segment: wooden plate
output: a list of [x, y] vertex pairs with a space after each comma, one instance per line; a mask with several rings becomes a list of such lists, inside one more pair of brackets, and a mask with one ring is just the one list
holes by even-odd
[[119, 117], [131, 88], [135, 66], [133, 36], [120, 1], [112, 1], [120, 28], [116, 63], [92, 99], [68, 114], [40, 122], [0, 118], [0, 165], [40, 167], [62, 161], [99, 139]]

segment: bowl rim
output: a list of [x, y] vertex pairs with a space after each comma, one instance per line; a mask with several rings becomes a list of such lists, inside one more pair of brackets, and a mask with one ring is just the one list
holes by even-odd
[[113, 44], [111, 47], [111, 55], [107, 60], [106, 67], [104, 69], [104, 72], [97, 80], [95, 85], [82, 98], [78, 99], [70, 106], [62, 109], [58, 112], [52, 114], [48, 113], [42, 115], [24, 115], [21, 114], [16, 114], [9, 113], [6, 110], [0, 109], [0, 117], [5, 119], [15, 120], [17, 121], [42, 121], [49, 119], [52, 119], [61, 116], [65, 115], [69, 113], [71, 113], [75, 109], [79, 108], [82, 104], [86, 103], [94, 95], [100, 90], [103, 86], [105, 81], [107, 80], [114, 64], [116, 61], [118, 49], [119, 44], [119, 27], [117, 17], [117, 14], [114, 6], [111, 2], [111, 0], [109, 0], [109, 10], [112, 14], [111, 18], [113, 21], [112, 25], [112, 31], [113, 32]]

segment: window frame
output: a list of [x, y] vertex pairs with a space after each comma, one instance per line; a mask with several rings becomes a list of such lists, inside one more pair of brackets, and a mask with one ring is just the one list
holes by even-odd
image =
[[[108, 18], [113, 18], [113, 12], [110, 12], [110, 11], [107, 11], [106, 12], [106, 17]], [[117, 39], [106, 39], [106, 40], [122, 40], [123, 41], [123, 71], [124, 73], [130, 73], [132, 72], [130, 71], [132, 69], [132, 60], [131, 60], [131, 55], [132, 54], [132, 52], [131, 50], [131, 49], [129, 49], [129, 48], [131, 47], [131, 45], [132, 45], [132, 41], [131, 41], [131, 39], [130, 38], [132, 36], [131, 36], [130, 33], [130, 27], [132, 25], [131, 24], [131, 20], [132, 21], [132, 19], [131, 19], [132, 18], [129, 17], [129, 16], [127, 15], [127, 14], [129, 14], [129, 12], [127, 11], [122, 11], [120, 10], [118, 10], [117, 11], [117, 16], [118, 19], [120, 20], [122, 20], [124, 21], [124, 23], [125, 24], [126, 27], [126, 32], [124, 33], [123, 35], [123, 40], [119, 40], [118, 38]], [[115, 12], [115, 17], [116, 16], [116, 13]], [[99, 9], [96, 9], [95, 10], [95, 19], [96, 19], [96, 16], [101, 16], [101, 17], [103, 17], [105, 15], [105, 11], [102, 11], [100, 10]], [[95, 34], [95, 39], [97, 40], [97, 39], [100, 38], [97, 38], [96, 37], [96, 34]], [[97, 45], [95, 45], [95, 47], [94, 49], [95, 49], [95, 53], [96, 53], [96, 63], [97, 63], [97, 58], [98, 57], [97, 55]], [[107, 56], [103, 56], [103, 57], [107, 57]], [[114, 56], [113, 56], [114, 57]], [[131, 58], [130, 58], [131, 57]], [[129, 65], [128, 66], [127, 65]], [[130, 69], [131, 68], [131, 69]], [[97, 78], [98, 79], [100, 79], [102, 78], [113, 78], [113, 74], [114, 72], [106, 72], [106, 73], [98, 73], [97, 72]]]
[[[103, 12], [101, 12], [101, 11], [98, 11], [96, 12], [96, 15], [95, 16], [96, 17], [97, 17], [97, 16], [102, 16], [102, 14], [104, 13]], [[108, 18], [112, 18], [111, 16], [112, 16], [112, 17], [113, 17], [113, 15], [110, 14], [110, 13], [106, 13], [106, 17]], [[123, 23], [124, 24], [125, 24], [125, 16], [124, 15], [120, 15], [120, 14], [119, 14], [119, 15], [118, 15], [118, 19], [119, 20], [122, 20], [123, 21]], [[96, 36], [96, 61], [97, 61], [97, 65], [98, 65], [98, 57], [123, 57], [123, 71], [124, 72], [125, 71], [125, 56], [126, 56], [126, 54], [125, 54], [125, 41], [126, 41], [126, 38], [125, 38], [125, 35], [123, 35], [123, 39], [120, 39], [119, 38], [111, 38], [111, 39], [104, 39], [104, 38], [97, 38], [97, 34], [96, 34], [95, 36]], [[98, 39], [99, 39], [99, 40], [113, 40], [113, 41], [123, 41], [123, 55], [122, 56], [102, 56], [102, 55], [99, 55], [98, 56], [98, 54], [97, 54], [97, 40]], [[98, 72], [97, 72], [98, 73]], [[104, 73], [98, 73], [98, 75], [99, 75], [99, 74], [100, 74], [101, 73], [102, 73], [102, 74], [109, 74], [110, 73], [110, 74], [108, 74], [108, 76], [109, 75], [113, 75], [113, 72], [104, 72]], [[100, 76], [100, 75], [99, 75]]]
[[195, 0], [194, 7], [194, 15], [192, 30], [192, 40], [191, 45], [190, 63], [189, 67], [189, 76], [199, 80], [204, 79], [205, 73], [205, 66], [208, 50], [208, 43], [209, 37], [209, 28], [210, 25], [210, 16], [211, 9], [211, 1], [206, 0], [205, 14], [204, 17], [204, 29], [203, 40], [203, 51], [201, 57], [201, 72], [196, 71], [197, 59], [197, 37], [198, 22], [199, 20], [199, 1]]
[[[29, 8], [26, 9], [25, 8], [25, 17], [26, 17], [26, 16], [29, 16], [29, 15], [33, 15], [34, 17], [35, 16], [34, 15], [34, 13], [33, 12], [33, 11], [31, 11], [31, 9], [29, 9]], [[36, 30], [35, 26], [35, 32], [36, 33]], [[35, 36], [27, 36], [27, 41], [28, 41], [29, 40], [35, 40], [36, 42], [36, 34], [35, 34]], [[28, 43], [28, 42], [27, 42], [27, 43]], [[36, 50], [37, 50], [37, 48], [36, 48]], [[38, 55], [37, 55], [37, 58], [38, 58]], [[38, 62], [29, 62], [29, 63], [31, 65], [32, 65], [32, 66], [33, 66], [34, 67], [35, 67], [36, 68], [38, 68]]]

### Task details:
Retype all of the lines above, character for character.

### Answer to this task:
segment: wooden plate
output: a list of [x, y] vertex pairs with a space after each comma, one instance per line; a mask with several rings becomes a list of such lists, inside one more pair of brackets, and a mask with one ring is just the one list
holes by even-odd
[[119, 117], [131, 88], [135, 66], [133, 36], [120, 1], [112, 1], [120, 28], [116, 63], [92, 99], [68, 114], [40, 122], [0, 118], [0, 165], [40, 167], [62, 161], [99, 139]]

segment: bowl rim
output: a list of [x, y] vertex pairs with a space after each comma, one instance per line; a mask with several rings becomes a list of such lists, inside one more pair of brackets, and a mask with one ring is just the one list
holes by even-odd
[[113, 44], [111, 47], [111, 55], [107, 60], [106, 67], [104, 69], [104, 72], [97, 80], [95, 85], [82, 98], [78, 99], [70, 106], [62, 109], [58, 112], [52, 114], [48, 113], [42, 115], [24, 115], [21, 114], [16, 114], [9, 113], [6, 110], [0, 109], [0, 117], [5, 119], [15, 120], [17, 121], [42, 121], [49, 119], [52, 119], [61, 116], [65, 115], [69, 113], [71, 113], [75, 109], [79, 108], [82, 104], [86, 103], [94, 95], [100, 90], [103, 86], [105, 81], [107, 80], [114, 64], [116, 61], [118, 49], [119, 44], [119, 27], [117, 17], [117, 14], [114, 6], [111, 2], [111, 0], [109, 0], [109, 10], [112, 14], [111, 18], [113, 21], [112, 25], [112, 31], [113, 32]]

segment: window frame
output: a list of [x, y] vertex pairs with a space after each comma, one instance per line; a mask with several rings becomes a list of such lists, inside one more pair of brackets, and a mask with one ring is just the one list
holes by even-odd
image =
[[[108, 18], [113, 18], [113, 12], [110, 12], [110, 11], [107, 11], [106, 12], [106, 17]], [[117, 39], [106, 39], [106, 40], [122, 40], [123, 41], [123, 71], [124, 73], [130, 73], [132, 72], [130, 71], [132, 69], [132, 60], [131, 60], [131, 55], [132, 54], [132, 52], [131, 50], [131, 49], [129, 49], [129, 48], [131, 47], [131, 45], [132, 45], [132, 41], [131, 41], [131, 39], [130, 38], [132, 36], [131, 36], [130, 33], [130, 27], [132, 25], [131, 24], [131, 20], [132, 21], [132, 19], [131, 19], [132, 18], [129, 17], [129, 16], [127, 15], [127, 14], [129, 14], [129, 12], [127, 11], [122, 11], [120, 10], [118, 10], [117, 11], [117, 16], [118, 19], [120, 20], [122, 20], [124, 21], [124, 23], [125, 24], [126, 27], [126, 32], [124, 33], [123, 35], [123, 40], [119, 40], [118, 38]], [[115, 12], [115, 17], [116, 16], [116, 13]], [[99, 9], [96, 9], [95, 10], [95, 19], [96, 19], [96, 16], [101, 16], [101, 17], [103, 17], [105, 15], [105, 11], [102, 11], [100, 10]], [[95, 34], [95, 39], [97, 40], [97, 39], [100, 38], [97, 38], [96, 37], [96, 34]], [[97, 45], [95, 45], [95, 47], [94, 49], [95, 49], [95, 53], [96, 53], [96, 63], [97, 63], [97, 58], [98, 57], [97, 55]], [[107, 56], [103, 56], [103, 57], [107, 57]], [[114, 56], [113, 56], [114, 57]], [[131, 58], [130, 58], [131, 57]], [[129, 65], [128, 66], [127, 65]], [[130, 69], [131, 68], [131, 69]], [[97, 78], [98, 79], [100, 79], [102, 78], [113, 78], [113, 74], [114, 72], [106, 72], [106, 73], [98, 73], [97, 72]]]
[[[103, 12], [101, 12], [101, 11], [98, 11], [96, 12], [96, 15], [95, 16], [96, 17], [97, 17], [97, 16], [102, 16], [102, 14], [104, 13]], [[108, 18], [112, 18], [111, 16], [112, 16], [112, 17], [113, 17], [113, 15], [110, 14], [110, 13], [106, 13], [106, 17]], [[123, 23], [124, 24], [125, 24], [125, 16], [124, 15], [120, 15], [120, 14], [119, 14], [119, 15], [118, 15], [118, 19], [119, 20], [122, 20], [123, 21]], [[96, 36], [96, 61], [97, 61], [97, 65], [98, 65], [98, 57], [123, 57], [123, 71], [124, 72], [125, 71], [125, 56], [126, 56], [126, 54], [125, 54], [125, 41], [126, 41], [126, 38], [125, 38], [125, 35], [123, 35], [123, 39], [120, 39], [119, 38], [111, 38], [111, 39], [104, 39], [104, 38], [97, 38], [97, 34], [96, 34], [95, 36]], [[98, 39], [99, 39], [99, 40], [113, 40], [113, 41], [123, 41], [123, 55], [122, 56], [102, 56], [102, 55], [99, 55], [98, 56], [98, 54], [97, 54], [97, 40]], [[98, 72], [97, 72], [98, 73]], [[104, 73], [98, 73], [98, 75], [99, 75], [99, 74], [100, 74], [101, 73], [102, 73], [102, 74], [109, 74], [110, 73], [110, 74], [108, 74], [108, 76], [109, 75], [113, 75], [113, 72], [104, 72]], [[100, 76], [100, 75], [99, 75]]]
[[195, 0], [194, 7], [194, 15], [192, 30], [192, 40], [191, 45], [190, 63], [189, 67], [189, 76], [199, 80], [204, 79], [205, 73], [205, 66], [208, 50], [208, 43], [209, 37], [209, 28], [210, 25], [210, 16], [211, 9], [211, 1], [206, 0], [205, 14], [204, 17], [204, 29], [203, 40], [203, 51], [201, 57], [201, 72], [196, 71], [197, 59], [197, 37], [198, 22], [199, 20], [199, 1]]
[[[29, 8], [26, 9], [25, 8], [25, 17], [26, 17], [26, 16], [29, 16], [29, 15], [33, 15], [34, 17], [35, 16], [34, 15], [34, 13], [33, 12], [33, 11], [31, 11], [31, 9], [29, 9]], [[36, 30], [35, 26], [35, 32], [36, 33]], [[35, 36], [27, 36], [27, 41], [28, 41], [29, 40], [35, 40], [36, 42], [36, 34], [35, 34]], [[28, 43], [28, 42], [27, 42], [27, 43]], [[36, 50], [37, 50], [37, 48], [36, 48]], [[38, 55], [37, 55], [37, 58], [38, 58]], [[38, 62], [29, 62], [29, 63], [31, 65], [32, 65], [32, 66], [33, 66], [34, 67], [35, 67], [36, 68], [38, 68]]]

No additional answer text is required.